* WHAT TO PRODUCE *
When you respond, restate each record exactly as it is given.

* DATA PROVIDED *
********************

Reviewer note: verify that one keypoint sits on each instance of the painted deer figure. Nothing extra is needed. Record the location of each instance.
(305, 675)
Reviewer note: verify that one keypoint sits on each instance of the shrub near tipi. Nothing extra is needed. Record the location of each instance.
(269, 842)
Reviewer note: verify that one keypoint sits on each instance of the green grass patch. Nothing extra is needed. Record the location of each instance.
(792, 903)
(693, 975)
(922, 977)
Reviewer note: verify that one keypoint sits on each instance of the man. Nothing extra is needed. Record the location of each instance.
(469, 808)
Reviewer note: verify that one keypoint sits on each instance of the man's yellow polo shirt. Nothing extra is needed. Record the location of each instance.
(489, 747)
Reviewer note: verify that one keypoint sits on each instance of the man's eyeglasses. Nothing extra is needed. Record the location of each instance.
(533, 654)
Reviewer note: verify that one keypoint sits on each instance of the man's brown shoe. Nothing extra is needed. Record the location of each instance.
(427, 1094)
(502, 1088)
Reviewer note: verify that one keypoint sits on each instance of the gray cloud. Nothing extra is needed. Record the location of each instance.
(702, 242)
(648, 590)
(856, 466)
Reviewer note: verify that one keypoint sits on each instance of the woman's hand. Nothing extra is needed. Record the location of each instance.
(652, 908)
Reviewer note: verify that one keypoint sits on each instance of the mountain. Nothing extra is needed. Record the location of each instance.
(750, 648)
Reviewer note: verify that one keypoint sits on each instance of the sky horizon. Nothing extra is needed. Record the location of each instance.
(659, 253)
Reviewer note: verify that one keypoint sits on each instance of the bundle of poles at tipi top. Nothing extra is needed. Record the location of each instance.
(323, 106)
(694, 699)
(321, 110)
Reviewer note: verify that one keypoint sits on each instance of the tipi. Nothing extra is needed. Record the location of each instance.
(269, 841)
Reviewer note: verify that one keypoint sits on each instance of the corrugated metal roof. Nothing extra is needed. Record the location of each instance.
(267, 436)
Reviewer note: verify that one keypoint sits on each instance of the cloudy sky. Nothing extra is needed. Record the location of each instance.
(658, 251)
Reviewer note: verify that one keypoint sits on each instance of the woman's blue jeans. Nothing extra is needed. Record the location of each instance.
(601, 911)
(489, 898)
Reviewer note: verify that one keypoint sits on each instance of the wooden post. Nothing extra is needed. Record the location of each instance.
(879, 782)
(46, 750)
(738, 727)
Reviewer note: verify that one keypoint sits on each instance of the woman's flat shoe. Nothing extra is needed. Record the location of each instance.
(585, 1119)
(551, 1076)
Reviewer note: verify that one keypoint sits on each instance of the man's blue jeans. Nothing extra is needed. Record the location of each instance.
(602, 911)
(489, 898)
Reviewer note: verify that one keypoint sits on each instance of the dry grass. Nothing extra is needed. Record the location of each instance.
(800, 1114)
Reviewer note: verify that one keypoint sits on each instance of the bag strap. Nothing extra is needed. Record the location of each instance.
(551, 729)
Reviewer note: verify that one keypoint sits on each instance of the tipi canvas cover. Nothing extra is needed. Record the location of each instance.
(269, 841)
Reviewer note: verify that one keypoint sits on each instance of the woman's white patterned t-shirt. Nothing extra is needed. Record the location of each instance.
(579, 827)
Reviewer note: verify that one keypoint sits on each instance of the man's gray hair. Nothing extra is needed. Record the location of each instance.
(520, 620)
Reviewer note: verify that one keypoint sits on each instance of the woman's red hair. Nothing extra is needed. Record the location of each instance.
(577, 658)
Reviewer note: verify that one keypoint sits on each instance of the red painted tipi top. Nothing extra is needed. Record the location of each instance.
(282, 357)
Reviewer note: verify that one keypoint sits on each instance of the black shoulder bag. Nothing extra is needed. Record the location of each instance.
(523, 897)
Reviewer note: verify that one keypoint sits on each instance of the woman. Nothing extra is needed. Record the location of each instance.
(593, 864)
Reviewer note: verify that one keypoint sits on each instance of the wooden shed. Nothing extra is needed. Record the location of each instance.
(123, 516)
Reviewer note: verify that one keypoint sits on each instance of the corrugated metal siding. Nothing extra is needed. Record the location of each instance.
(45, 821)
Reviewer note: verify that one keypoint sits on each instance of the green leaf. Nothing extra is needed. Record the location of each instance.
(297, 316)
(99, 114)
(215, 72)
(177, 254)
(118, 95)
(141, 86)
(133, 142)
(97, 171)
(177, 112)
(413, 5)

********************

* RESULT OF THE EXERCISE *
Reviewer note: verify that one keypoint sits on each instance of the painted deer figure. Nothing extra is needed. Record the location of each instance.
(305, 675)
Reviewer note: verify that one keypoint sits on each instance of the shrub near tipi. Nothing extra is needed. Record the location of each instance.
(269, 842)
Reviewer note: verify that one keypoint sits on each instance of the green grass patch. Nothing extra is needed. Record the location of each instance.
(792, 903)
(693, 975)
(922, 977)
Reviewer note: verify that one keypoint sits on each instance of the man. Nothing extra is needed. Record the location of each instance.
(469, 808)
Reviewer note: verify that one keypoint sits on each instance of the man's yellow polo shirt. Nothing extra is needed. Record the location of each instance.
(489, 747)
Reviewer note: verify that one keypoint sits on each instance of the man's eyeglasses. Nothing extra is needed. Record the location of each instance.
(533, 654)
Reviewer note: verify that one keypoint sits on each instance of the man's brown shoe. Nothing extra is needed. Record the location of each instance.
(427, 1094)
(502, 1088)
Reviewer note: verify that one keypoint sits on each instance of the gray cloud. Nothing extra is needed. Record the location of each instance.
(702, 242)
(648, 590)
(856, 466)
Reviewer note: verify that one keypoint sits on each instance of the woman's hand. Nothing extra is needed. Record the location of each instance.
(652, 908)
Reviewer note: verify that one keypoint sits on each instance of the mountain. Nothing extra is needed. Record the location of each instance.
(750, 648)
Reviewer note: verify that one keypoint sits on each instance of the sky horizon. Nothing extra is needed. Record the location of each instance.
(659, 253)
Reviewer note: verify that one keypoint sits on each instance of the bundle of poles at tipi top. Nothing extra is needed. Record the location of each instance.
(323, 106)
(694, 699)
(321, 110)
Reviewer note: verify that one keypoint sits on each instance of the tipi. Nothing extra is needed. Record the location of each instance.
(269, 841)
Reviewer note: verify that one keypoint sits on each instance of the corrugated metal roof. Nothing extra is needed. Record the location of each instance.
(267, 436)
Reviewer note: verify that one keypoint sits on each instance of the cloudy sky. Nothing extra is needed. Record the location of each instance.
(658, 251)
Reviewer note: verify that one keypoint sits on each instance of the woman's blue jeans. Nothing extra is needed. Record the location of each instance.
(601, 911)
(489, 898)
Reviewer note: verify that one keypoint sits on each instance of the wooden post. Nothing extra is needed. Record the location of each instance.
(879, 782)
(46, 750)
(738, 727)
Reviewer note: verify that one keypoint sits on each instance of the woman's flat shoe. Nothing extra is needed. Record the location of each instance.
(585, 1119)
(551, 1076)
Reviewer note: verify that one keypoint sits on each instance of the man's blue jeans. Nothing extra is needed. Record the location of each instance.
(602, 911)
(489, 898)
Reviewer note: verify that one keypoint sits on each instance of the dry grass. Nothing extra is needed. Record the location of each instance.
(800, 1114)
Reviewer note: verify that one keypoint sits on each instance of the bag strap. Nothing extra is needed. Record the location of each instance.
(551, 729)
Reviewer note: verify that one keypoint sits on each instance of the tipi canvas cover. Nothing extra is needed. Record the location of each instance.
(269, 841)
Reviewer note: verify that one keypoint sits on each instance of the woman's white patterned t-shirt. Nothing extra is needed. Record the location of each instance.
(579, 827)
Reviewer note: verify that one keypoint sits on each instance of the man's gray hair. Nothing extra is needed. Record the location of each instance.
(520, 620)
Reviewer note: verify that one keypoint sits on each instance of the woman's red hair. Nothing extra is needed. Record the location of each instance.
(577, 658)
Reviewer note: verify that one keypoint sits on each instance of the red painted tipi top. Nothing extra is needed. Record the location of each instance.
(282, 357)
Reviewer note: verify that one keypoint sits on each instance of the black shoulder bag. Nothing extra is needed. Record the location of each instance.
(523, 897)
Reviewer note: verify that one keypoint sits on each instance of the woman. Nothing extra is needed. Record the location of each instance.
(593, 864)
Reviewer note: verify that one keypoint sits on each instance of the wooden shed. Nothing extra is needed. Record the location of each instance.
(123, 516)
Reviewer note: verify that one keypoint sits on each instance of the corrugated metal siding. Nothing extra is needed. Record the location of each instance.
(45, 821)
Reviewer note: verify that one keypoint sits on each instance of the green leaf. Nothing extra is needed. Record the location of each instance.
(297, 316)
(99, 114)
(215, 72)
(177, 254)
(118, 95)
(141, 86)
(133, 142)
(97, 171)
(177, 112)
(413, 5)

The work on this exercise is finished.